### [DESCRIPTION OF THE TASK]
Could you copy every line in the listing below that has the word "white"?

### PROVIDED INFORMATION ###

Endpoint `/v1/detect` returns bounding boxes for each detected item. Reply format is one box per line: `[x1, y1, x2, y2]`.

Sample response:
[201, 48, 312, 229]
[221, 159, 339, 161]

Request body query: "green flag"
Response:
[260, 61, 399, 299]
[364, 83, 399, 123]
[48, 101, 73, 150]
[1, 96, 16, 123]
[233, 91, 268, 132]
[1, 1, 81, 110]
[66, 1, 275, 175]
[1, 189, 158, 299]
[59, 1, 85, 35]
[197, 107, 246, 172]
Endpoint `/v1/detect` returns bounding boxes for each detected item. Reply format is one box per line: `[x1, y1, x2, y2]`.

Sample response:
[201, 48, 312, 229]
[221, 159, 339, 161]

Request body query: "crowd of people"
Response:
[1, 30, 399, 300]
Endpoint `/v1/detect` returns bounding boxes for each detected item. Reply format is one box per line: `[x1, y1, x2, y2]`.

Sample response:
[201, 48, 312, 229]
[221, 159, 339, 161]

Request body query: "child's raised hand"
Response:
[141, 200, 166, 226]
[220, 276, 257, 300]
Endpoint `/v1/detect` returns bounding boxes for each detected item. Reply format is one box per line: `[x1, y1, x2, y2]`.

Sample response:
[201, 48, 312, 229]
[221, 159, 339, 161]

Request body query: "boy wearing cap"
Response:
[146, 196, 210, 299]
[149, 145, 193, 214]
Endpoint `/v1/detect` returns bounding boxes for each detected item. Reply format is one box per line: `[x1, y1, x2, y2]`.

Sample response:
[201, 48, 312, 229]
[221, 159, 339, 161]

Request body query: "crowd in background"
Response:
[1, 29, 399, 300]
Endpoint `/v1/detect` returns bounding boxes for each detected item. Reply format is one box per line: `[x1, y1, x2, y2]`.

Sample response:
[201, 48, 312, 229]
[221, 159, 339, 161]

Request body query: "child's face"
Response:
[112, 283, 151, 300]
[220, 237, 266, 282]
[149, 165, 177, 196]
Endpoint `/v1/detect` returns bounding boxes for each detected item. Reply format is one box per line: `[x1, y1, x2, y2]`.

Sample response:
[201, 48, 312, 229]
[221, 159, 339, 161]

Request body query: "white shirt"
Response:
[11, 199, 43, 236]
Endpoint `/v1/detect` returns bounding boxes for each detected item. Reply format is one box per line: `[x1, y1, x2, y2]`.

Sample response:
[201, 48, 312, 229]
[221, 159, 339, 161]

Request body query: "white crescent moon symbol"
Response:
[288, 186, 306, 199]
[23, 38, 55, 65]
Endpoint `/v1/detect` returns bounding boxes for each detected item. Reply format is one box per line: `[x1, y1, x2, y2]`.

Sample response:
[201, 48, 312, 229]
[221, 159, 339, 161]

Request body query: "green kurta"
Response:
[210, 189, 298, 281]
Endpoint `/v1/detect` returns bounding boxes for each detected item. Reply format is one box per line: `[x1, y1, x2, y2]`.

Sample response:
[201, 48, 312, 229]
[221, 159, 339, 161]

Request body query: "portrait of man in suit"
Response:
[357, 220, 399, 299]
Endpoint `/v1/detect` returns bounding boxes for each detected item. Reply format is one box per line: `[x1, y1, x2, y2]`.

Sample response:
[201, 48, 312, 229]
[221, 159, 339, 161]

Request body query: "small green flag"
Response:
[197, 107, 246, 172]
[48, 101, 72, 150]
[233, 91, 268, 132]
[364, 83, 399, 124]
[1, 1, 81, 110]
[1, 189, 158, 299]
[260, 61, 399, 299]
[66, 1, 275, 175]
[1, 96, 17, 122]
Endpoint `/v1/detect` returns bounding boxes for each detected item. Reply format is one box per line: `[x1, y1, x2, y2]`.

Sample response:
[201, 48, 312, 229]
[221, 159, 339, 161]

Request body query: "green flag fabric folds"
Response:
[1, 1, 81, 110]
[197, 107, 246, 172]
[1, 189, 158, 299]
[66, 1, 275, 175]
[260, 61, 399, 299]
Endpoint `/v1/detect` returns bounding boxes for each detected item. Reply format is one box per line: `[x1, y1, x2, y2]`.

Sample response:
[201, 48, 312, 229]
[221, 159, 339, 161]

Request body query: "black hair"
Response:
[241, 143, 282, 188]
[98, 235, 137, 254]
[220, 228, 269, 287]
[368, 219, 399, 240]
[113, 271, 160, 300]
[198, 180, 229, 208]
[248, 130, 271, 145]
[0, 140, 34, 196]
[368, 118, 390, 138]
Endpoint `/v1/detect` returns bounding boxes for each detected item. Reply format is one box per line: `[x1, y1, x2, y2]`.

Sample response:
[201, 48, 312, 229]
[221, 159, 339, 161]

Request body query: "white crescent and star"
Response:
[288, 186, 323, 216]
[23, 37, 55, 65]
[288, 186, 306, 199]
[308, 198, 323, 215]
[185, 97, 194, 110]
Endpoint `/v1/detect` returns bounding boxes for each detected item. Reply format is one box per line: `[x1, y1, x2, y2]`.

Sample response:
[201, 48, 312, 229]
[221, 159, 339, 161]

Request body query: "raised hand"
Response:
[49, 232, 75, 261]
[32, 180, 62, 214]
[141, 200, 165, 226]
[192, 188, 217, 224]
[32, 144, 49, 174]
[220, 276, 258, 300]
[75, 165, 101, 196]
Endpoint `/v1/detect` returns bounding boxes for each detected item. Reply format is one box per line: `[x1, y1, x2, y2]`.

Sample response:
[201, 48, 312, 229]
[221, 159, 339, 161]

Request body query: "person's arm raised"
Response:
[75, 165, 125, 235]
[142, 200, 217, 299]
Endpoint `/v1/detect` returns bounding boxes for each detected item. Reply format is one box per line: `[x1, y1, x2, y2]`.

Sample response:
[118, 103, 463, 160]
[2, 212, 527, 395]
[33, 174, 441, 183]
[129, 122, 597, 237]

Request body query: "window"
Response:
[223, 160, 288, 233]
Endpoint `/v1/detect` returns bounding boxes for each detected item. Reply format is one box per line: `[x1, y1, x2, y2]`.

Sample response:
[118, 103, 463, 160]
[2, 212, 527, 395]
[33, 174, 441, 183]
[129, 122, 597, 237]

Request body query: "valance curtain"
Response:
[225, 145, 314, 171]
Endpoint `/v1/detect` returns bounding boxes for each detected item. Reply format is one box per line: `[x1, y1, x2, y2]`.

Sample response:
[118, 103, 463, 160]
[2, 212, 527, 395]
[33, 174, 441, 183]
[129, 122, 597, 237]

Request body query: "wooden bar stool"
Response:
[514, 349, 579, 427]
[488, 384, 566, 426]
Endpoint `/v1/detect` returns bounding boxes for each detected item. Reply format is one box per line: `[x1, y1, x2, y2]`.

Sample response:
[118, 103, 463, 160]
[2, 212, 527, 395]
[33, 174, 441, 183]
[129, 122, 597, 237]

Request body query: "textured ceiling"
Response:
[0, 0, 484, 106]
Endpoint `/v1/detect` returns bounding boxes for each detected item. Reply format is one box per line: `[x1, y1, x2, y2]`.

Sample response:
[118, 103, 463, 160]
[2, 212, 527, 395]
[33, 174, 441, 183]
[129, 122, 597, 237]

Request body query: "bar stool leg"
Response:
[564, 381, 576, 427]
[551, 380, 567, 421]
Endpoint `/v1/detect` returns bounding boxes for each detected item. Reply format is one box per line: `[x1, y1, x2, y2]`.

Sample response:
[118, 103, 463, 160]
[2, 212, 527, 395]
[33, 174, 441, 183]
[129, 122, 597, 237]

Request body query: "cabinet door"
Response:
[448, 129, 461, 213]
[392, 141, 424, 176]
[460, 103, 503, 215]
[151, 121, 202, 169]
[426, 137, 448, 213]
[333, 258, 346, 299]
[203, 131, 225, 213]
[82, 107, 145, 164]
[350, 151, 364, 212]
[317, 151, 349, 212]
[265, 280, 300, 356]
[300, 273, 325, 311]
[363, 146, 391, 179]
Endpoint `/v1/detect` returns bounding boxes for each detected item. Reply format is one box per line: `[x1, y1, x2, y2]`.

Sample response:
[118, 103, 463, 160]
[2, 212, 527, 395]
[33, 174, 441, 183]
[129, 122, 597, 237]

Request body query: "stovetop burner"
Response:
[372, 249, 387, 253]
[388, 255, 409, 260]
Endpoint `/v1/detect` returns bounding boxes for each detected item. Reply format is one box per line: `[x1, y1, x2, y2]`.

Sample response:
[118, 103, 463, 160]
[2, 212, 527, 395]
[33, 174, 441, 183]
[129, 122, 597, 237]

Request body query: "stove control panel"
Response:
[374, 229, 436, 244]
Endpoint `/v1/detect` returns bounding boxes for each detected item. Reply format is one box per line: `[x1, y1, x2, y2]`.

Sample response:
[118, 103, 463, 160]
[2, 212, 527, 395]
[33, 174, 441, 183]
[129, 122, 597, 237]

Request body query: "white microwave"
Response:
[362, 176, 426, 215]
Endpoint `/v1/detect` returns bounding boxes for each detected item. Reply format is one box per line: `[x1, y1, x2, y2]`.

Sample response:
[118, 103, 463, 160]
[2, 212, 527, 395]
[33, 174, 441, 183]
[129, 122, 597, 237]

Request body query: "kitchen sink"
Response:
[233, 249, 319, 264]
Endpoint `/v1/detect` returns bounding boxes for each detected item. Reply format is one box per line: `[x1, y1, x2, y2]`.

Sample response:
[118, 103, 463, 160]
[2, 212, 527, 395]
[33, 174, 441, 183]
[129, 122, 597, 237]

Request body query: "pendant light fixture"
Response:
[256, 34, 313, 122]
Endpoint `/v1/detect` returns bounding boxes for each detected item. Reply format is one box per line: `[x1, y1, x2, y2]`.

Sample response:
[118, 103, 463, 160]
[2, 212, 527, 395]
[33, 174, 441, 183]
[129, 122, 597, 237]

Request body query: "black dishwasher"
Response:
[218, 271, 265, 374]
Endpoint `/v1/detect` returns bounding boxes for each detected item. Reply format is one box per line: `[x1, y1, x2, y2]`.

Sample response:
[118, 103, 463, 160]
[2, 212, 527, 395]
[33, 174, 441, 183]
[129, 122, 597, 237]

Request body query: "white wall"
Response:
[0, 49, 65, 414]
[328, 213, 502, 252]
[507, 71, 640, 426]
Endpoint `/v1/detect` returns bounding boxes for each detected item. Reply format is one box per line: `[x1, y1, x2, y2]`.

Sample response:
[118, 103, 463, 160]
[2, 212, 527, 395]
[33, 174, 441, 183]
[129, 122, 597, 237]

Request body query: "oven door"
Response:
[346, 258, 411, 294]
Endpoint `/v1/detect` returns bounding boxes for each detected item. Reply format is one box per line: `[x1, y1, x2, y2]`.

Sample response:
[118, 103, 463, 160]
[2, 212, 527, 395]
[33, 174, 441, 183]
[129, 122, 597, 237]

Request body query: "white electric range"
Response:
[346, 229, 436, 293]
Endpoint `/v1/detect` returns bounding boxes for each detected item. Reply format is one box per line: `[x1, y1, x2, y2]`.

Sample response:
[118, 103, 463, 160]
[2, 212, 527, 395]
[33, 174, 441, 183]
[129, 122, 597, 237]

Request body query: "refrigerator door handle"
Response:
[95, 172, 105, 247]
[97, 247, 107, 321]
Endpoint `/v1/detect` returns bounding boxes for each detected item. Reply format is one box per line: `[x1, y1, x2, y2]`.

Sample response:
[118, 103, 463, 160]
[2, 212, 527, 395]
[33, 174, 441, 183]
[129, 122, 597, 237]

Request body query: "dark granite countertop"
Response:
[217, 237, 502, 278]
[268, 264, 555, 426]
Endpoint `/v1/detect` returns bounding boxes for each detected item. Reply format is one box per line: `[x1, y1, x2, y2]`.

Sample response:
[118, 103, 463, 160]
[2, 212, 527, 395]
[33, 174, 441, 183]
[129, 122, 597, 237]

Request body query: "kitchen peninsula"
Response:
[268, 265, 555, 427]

###

### [ANSWER TO THIS TASK]
Request body query: "white shirt"
Request body query: "white crescent moon symbol"
Request body query: "white crescent and star"
Request body query: "white microwave"
Request body query: "white wall"
Request body query: "white electric range"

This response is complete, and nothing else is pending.